> [Ausgewählter Text]:
Die Fallgeber:innen sahen einen möglichen Schlüssel für die weitere Arbeit mit dem Schüler ebenfalls in der Fortsetzung der Beziehungsarbeit. Den Einbezug des Amtsarztes, einen Schulwechsel oder gar eine Ausschulung sah das Duo hingegen als kontraproduktiv an. Besonders der Einbezug des Amtsarztes könne zu einer weiteren ungewollten Eskalation führen. Gleichzeitig müsse auch mit der Klasse gearbeitet werden. Denn diese habe durchaus das Potenzial, als Korrektiv zu fungieren.

Das Barcamp: Ideen sammeln, bearbeiten und umsetzen

An die kollegiale Fallberatung schloss der Hauptteil des Abschlussmoduls an: Ein Barcamp. Dieses lebt von den Ideen, welche die Teilnehmer:innen einbringen und bearbeiten. Anders als bei einer klassischen Gruppenarbeit gibt es keinen fest vorgegebenen Arbeitsauftrag und keine Anleiter:innen. Vielmehr fanden sich die Teilnehmenden eigenständig zu Arbeitsgruppen zusammen, die eigene Fragestellungen im Rahmen eines übergreifenden Themas bearbeiten. Für das Abschlussmodul im CleaRNetworking 2024 lautete dieses Thema: Aspekte schulischer Radikalisierungsprävention. In diesem weiten Feld konnten die Schultandems ihre Ideen verorten.

> [Arbeitsauftrag]: Schreiben Sie aus dem Text zum Abschlussmodul den Abschnitt von „An die kollegiale“ bis einschließlich „ihre Ideen verorten.“ wortgetreu ab.

Einträge aus einer Annotationssammlung:
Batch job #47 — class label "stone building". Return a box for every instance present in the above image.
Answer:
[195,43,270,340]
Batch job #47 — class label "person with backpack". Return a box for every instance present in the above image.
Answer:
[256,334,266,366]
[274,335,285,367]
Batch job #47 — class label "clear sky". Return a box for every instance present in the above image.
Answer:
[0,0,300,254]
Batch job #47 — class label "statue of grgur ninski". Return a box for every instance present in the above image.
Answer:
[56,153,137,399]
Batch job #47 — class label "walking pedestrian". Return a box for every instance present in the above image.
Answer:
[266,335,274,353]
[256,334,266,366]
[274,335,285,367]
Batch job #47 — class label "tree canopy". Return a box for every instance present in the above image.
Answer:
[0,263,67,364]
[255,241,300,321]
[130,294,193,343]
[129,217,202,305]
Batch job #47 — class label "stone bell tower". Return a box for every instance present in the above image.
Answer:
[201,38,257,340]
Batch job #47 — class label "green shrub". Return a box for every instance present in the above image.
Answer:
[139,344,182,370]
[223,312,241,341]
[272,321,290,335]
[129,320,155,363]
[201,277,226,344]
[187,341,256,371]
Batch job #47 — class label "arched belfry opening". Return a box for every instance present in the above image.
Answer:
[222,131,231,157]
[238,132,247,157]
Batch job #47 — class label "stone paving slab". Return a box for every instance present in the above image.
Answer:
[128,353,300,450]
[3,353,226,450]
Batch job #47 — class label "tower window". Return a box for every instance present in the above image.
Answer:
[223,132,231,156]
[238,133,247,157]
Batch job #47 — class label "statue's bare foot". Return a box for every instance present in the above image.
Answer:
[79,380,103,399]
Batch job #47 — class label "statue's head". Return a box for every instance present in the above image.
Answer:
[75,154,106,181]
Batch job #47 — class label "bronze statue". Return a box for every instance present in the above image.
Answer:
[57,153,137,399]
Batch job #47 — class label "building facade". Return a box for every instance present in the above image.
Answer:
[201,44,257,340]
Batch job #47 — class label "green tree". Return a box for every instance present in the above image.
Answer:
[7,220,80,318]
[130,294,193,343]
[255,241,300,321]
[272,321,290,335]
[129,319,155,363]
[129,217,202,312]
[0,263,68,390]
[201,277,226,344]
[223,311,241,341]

> [Richtige Lösung]:
An die kollegiale Fallberatung schloss der Hauptteil des Abschlussmoduls an: Ein Barcamp. Dieses lebt von den Ideen, welche die Teilnehmer:innen einbringen und bearbeiten. Anders als bei einer klassischen Gruppenarbeit gibt es keinen fest vorgegebenen Arbeitsauftrag und keine Anleiter:innen. Vielmehr fanden sich die Teilnehmenden eigenständig zu Arbeitsgruppen zusammen, die eigene Fragestellungen im Rahmen eines übergreifenden Themas bearbeiten. Für das Abschlussmodul im CleaRNetworking 2024 lautete dieses Thema: Aspekte schulischer Radikalisierungsprävention. In diesem weiten Feld konnten die Schultandems ihre Ideen verorten.